- PROBLEM REQUIREMENTS -
Update the data below by changing every "tree canopy" to "building roof" and leaving all other text as it is. Leave the pictures out of your answer.

[Data entries]
* begin *

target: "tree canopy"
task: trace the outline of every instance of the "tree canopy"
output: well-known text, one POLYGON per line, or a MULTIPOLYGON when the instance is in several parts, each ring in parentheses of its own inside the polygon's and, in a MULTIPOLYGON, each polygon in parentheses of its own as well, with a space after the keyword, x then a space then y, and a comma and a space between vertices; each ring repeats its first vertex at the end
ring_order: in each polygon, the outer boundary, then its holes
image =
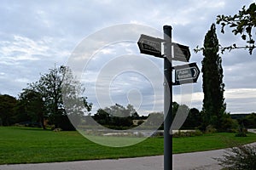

* end *

- ANSWER TO THIS PROBLEM -
target: "building roof"
task: trace the outline of every instance of the "building roof"
output: well-known text, one POLYGON per line, or a MULTIPOLYGON when the instance is in several parts, each ring in parentheses of its own inside the polygon's and, in a MULTIPOLYGON, each polygon in parentheses of its own as well, with a space after the keyword, x then a space then y, and a comma and a space between vertices; each ring repeats its first vertex at the end
ring_order: in each polygon, the outer boundary, then its holes
image =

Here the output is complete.